“Maybe you’re having a midlife crisis,” Ben suggested one evening, as we were getting ready for bed.
I scoffed at this idea, because I’ve always associated midlife crises with men much older than me, who spontaneously buy red convertibles, and leave more buttons undone on their shirts than usual to reveal gold chains nestled among chest hair.
I couldn’t relate to any of those things, so I thought Ben was joking at first, but when I realized he was serious, and I gave it some more thought, I began to see that he might be onto something.
I’d been in a funk ever since Ben’s 40th birthday in January. We’d had a great time celebrating his birthday, and Ben is very graceful with his aging, but my problems had started shortly after.
My own 40th birthday is coming up in July, and I have to admit, I’ve really been struggling with the idea. There’s something about being halfway through the average life expectancy that’s had my mind working overtime, which generally leads to anxiety, and an obsessive focus on working out my thoughts before I can settle down again.
It would be easier on all of us if I’d just go out and buy the red convertible already.
But no, we all have our own ways of dealing with dealing with midlife crises. My way involves buying a clock, which is not nearly as sexy as buying a convertible, but seems to be doing the trick anyway.
I’ve wanted one of those huge wall clocks for a couple of years already, but I would never normally buy one for myself. For my birthday last year, my parents asked what I wanted that would be fun, and something I wouldn’t get for myself, and so I asked for a clock. My mom told me to pick one out, and so I did what I normally do – waited an entire year to figure out what I actually wanted, because this is a far bigger issue than simply choosing a clock.
---
Task 1: From the midlife crisis essay, extract the passage that begins at the words "I couldn’t relate" and stops after the words "red convertible already.", copying it word for word.
Task 2: Write what comes next in the midlife crisis essay, starting right after its last sentence.
The entries that come next were taken from a separate source.

[Stored data entries]
---
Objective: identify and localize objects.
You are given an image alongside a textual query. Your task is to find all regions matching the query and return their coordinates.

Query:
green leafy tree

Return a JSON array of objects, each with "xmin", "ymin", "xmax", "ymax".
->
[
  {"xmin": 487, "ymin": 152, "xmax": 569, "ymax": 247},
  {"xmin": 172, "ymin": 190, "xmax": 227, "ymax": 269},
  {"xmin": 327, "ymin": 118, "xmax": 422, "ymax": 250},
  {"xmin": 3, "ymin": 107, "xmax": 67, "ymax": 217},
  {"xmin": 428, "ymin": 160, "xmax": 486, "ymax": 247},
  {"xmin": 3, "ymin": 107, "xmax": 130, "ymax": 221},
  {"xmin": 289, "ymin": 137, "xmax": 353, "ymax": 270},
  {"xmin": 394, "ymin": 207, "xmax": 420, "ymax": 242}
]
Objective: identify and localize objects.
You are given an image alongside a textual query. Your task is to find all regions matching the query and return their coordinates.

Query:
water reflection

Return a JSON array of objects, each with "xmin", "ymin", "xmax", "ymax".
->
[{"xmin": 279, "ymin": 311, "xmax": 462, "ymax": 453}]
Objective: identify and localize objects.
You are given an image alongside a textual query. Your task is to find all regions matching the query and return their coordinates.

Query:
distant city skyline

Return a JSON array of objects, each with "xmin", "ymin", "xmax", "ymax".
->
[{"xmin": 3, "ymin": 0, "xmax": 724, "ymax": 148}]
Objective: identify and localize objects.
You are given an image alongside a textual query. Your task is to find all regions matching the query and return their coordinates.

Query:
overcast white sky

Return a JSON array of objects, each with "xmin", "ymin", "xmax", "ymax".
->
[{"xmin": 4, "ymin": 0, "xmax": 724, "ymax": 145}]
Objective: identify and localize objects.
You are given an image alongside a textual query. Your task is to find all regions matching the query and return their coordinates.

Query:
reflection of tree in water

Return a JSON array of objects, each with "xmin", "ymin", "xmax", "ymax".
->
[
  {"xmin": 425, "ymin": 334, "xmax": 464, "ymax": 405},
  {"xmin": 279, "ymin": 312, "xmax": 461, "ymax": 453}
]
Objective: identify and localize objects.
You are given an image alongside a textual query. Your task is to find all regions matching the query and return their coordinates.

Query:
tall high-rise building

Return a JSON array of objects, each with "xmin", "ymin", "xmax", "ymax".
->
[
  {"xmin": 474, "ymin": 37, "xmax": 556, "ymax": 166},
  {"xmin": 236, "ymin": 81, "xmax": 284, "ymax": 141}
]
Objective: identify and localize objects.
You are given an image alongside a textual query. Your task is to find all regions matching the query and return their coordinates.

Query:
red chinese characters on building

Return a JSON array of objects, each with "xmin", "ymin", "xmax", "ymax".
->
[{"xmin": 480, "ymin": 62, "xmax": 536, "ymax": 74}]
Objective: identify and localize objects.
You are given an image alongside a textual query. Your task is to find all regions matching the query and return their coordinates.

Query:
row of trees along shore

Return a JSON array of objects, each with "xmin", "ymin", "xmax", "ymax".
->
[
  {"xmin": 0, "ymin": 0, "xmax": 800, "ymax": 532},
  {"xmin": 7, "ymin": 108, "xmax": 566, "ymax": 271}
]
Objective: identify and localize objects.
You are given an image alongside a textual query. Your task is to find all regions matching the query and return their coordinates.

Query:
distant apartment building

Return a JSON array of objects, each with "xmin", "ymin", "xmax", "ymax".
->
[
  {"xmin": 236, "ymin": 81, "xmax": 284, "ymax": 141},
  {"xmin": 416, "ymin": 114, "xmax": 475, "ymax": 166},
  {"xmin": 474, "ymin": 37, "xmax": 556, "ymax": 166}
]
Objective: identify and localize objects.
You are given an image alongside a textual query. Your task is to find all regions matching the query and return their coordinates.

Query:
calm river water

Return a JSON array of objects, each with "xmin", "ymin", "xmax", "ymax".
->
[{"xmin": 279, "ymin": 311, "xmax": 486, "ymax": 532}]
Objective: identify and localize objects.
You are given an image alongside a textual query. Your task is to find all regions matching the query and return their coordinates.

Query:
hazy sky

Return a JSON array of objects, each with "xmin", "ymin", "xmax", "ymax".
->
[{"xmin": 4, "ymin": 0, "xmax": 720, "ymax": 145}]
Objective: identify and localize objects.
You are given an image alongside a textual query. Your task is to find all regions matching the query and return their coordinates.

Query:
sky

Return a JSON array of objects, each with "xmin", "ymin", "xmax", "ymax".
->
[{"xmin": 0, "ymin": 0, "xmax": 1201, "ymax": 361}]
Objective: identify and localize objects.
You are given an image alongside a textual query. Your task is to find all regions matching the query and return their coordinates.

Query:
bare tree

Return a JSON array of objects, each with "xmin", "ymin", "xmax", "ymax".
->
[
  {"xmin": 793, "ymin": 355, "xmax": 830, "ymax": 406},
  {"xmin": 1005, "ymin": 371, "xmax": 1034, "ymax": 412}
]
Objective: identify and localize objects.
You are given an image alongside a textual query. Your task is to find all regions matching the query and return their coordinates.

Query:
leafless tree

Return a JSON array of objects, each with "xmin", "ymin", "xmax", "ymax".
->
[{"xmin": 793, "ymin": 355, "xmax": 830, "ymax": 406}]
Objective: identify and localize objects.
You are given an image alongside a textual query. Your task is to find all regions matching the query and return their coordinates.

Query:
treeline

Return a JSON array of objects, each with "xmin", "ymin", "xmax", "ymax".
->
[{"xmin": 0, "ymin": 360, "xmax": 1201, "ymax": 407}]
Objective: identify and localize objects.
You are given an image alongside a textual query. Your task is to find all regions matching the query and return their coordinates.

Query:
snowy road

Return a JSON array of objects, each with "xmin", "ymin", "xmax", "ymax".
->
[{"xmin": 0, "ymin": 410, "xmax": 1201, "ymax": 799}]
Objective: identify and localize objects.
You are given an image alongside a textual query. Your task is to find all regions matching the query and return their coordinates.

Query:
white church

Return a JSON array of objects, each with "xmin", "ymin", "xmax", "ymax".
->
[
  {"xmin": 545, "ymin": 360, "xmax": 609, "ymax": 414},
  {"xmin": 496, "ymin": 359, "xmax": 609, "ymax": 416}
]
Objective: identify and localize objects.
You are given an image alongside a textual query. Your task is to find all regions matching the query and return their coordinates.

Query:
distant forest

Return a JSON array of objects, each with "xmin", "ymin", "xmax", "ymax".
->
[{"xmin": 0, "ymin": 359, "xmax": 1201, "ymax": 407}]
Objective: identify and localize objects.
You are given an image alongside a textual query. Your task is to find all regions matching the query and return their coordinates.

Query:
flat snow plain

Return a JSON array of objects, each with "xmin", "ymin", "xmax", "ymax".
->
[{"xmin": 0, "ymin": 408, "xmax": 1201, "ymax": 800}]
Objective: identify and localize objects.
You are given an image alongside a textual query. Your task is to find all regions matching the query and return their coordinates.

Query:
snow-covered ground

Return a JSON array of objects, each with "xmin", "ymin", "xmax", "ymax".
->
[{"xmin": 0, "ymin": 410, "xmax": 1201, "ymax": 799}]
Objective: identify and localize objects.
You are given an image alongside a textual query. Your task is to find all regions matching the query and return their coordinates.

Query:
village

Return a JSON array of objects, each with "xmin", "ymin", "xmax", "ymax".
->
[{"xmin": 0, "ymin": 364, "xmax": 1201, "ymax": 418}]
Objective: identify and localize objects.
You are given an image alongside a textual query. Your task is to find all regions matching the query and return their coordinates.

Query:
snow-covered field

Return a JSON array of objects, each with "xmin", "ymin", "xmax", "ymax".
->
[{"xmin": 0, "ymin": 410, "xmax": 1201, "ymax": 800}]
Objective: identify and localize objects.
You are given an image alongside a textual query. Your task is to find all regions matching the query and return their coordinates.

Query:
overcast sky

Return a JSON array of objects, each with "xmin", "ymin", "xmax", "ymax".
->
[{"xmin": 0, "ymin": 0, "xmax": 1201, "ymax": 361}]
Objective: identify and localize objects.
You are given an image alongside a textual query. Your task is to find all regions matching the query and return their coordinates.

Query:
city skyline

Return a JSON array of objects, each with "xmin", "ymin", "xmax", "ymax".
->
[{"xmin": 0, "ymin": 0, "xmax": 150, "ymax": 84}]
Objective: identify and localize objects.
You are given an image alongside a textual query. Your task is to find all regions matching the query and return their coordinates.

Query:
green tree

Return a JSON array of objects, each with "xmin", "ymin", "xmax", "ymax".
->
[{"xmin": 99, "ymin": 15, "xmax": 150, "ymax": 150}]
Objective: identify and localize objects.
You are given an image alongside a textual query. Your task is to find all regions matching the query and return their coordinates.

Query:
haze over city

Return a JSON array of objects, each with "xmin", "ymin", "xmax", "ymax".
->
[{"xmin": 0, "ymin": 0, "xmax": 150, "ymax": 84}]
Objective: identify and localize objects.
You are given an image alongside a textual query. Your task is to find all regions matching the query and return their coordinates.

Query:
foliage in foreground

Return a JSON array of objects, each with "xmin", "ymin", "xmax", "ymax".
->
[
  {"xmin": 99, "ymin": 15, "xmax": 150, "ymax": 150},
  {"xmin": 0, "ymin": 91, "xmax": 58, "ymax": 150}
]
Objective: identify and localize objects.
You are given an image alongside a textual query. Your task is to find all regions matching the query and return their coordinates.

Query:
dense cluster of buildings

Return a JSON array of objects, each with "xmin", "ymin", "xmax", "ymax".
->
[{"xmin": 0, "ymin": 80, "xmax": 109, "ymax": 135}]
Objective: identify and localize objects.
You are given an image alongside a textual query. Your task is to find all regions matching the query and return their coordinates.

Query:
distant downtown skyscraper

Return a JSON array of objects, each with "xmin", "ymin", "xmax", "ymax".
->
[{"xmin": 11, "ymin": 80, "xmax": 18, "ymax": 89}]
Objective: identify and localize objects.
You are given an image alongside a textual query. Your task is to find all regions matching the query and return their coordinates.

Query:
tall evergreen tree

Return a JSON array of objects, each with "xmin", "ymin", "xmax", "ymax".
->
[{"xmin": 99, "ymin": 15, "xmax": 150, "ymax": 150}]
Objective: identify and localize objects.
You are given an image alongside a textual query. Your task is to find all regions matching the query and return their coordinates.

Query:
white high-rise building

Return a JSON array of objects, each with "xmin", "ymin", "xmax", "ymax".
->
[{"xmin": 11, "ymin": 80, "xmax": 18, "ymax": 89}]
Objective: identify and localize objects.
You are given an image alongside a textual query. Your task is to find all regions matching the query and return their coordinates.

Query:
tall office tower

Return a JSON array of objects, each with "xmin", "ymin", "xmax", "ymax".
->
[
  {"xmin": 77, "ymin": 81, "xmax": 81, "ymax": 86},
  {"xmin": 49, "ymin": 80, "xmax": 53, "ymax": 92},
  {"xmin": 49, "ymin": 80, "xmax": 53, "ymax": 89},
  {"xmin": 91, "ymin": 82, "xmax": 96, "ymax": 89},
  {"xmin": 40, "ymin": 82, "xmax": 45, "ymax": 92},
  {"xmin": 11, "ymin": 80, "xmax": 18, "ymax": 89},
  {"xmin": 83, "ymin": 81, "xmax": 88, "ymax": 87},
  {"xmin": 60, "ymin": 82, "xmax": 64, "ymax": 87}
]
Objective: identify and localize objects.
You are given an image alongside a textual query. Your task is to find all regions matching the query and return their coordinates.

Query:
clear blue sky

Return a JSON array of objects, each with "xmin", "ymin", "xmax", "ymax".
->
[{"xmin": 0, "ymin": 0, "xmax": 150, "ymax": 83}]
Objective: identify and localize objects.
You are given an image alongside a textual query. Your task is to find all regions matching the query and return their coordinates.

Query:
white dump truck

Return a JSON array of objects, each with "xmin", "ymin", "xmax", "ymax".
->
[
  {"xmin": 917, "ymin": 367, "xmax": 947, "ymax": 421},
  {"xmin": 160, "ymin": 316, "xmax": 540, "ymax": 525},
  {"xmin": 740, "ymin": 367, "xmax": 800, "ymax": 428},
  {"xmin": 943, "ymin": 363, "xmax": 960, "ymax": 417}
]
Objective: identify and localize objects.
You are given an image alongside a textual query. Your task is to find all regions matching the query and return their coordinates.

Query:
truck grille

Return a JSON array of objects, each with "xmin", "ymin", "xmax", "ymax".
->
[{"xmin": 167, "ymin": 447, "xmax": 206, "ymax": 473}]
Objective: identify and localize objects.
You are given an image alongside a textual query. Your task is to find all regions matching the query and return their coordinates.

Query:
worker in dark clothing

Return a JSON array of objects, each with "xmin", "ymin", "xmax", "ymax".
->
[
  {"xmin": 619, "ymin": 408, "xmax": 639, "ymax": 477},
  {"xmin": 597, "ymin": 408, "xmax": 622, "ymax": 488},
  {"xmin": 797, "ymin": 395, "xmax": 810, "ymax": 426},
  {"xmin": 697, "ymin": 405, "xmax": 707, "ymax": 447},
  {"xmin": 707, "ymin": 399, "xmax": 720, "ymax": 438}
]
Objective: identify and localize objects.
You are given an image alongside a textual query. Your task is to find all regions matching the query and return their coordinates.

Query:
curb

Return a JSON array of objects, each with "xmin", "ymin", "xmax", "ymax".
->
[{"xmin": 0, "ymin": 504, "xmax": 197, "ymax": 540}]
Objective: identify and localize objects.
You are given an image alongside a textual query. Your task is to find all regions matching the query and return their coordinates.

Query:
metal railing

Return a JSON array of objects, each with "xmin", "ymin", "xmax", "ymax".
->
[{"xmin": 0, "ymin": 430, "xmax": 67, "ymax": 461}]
---
Task response 1:
I couldn’t relate to any of those things, so I thought Ben was joking at first, but when I realized he was serious, and I gave it some more thought, I began to see that he might be onto something.
I’d been in a funk ever since Ben’s 40th birthday in January. We’d had a great time celebrating his birthday, and Ben is very graceful with his aging, but my problems had started shortly after.
My own 40th birthday is coming up in July, and I have to admit, I’ve really been struggling with the idea. There’s something about being halfway through the average life expectancy that’s had my mind working overtime, which generally leads to anxiety, and an obsessive focus on working out my thoughts before I can settle down again.
It would be easier on all of us if I’d just go out and buy the red convertible already.

Task response 2:
A new clock would mean a new paint colour on the wall, and a new console table under the clock, and probably new lamps on the table, so there was all that to consider, along with the fact that our decorating budget is $0 at the moment.
But then I started questioning the whole idea of a massive clock, in general. Do I want such an emphasis on the passing hours? Do I want every person who comes into our home to see such a huge display of time? Don’t I want the kind of home where time seems to stand still?
So I did nothing about the clock for months. Because it’s never just a clock, or just a picture, or anything else that comes into our home. I’ve written blog posts about our photo gallery, our bookshelves, even our grass, for crying out loud. No wonder my life feels heavy sometimes, when there’s such a weight of significance behind everything!
I thought about clocks, and time, and my midlife crisis for awhile, and then one day I came across something in a book about time being precious, exactly because it’s limited, and I started to think about things differently.
When something is unlimited, we don’t need to be careful with it, and we can use it with wreckless abandon. But when there’s a limit to how much we get, we make different choices.
I was listening to a podcast about how everyone wants to leave their mark in the world, so they won’t be forgotten as time passes. But when you think about it, even the most famous people, who changed the course of history and are still remembered hundreds or even thousands of years later, are not really known. We know of them, but we don’t know them.
We might do something that’s remembered, but we won’t find a way to be known, truly and deeply, many years from now. And so each life provides a limited opportunity – to be known, to impact the world, to be here taking up space, and for some reason, this realization took a lot of pressure off of me – the number of hours I get in this lifetime matter simply because I’m here. This time is special exactly because it’s limited.
Having said all that, though, I don’t want to make it seem like we should be freaking out and living with a scarcity mindset. It’s about savoring and intentionally enjoying what is limited.
So I bought the clock. It is my reminder that time is beautiful, and we will enjoy and savor the passing minutes and hours. I want to be all here, not longing for what was, and not worrying about what’s coming, because right now is good.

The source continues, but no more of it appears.